### Given problem
Rewrite every line of the records below without the pictures. Scale each point coordinate by 0.55 and round to the nearest whole number with halves going up, and keep the other lines unchanged.

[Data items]

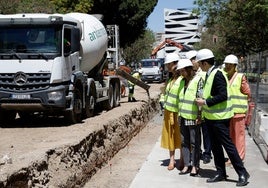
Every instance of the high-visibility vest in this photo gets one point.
(221, 110)
(162, 98)
(135, 75)
(188, 108)
(239, 100)
(172, 95)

### Task output
Every instance of the high-visibility vest in this photo gets one point.
(122, 61)
(89, 54)
(74, 41)
(103, 59)
(131, 55)
(95, 52)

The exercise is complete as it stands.